Can you revise the entries in the stretch from the line containing "Find elderly woman." through the line containing "Find woman's eyeglasses." by changing "fields" to "values" wherever it appears, leaving everything else unchanged, and return only those lines?

Supplied material:
* * * * * * *

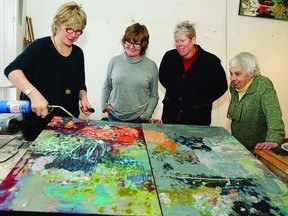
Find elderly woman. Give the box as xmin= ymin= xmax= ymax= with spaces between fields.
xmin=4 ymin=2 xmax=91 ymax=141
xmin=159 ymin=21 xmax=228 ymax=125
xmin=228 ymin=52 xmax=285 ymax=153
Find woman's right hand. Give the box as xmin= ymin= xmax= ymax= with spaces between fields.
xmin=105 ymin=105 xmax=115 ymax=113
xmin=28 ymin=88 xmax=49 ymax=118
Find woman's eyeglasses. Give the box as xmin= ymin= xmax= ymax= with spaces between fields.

* * * * * * *

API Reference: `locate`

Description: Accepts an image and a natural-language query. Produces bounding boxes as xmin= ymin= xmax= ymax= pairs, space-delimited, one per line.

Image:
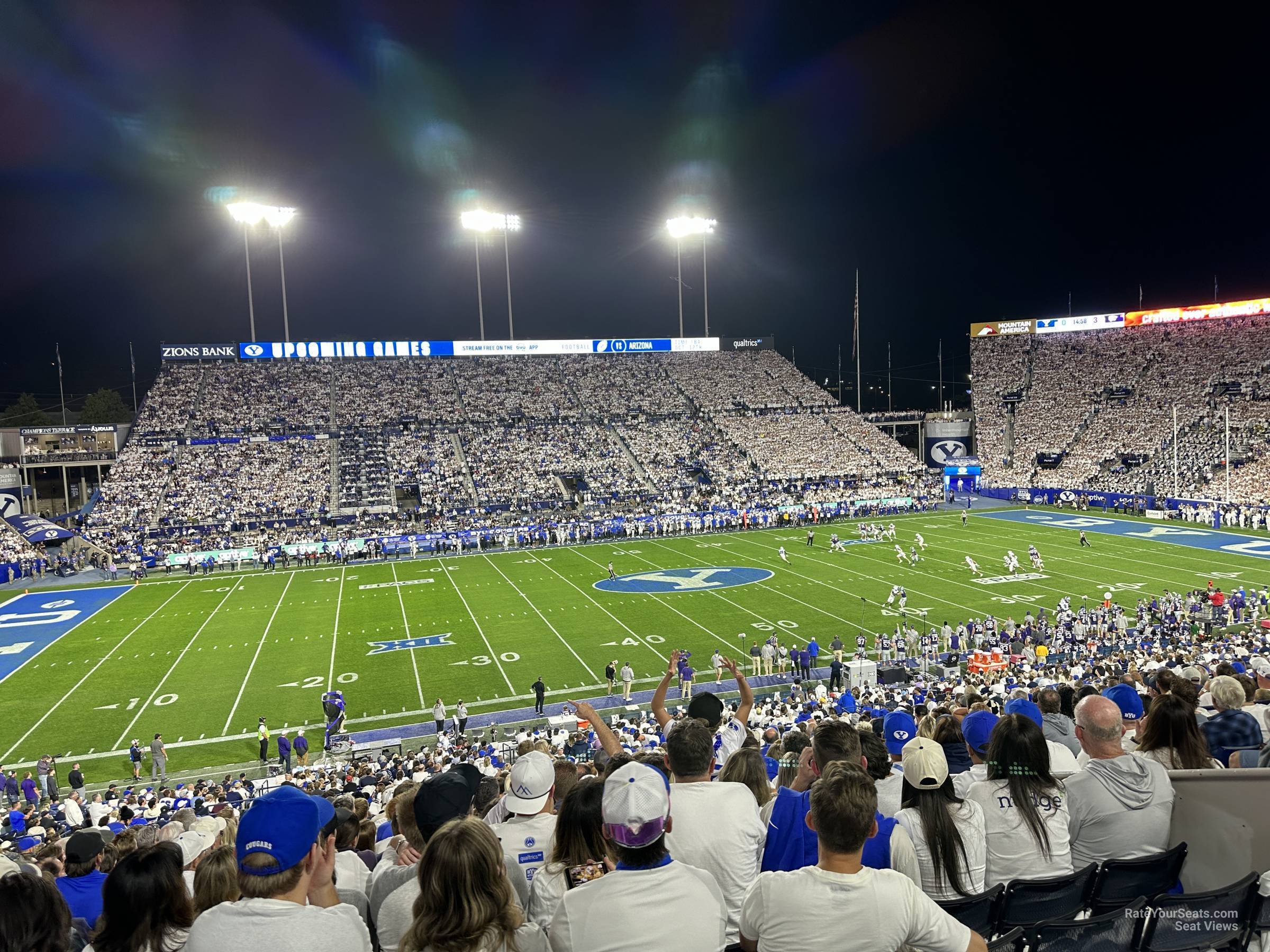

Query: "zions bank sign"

* * * * * * *

Exercise result:
Find elderly woman. Give the box as xmin= ymin= xmax= ymax= with spaces between values.
xmin=4 ymin=2 xmax=91 ymax=141
xmin=159 ymin=21 xmax=228 ymax=125
xmin=228 ymin=52 xmax=285 ymax=153
Find woman's right hand. Give the box as xmin= ymin= xmax= ymax= with spaces between values.
xmin=105 ymin=105 xmax=115 ymax=113
xmin=28 ymin=88 xmax=49 ymax=118
Find woman's eyeglasses. Give the box as xmin= ymin= xmax= ymax= with spaces between values.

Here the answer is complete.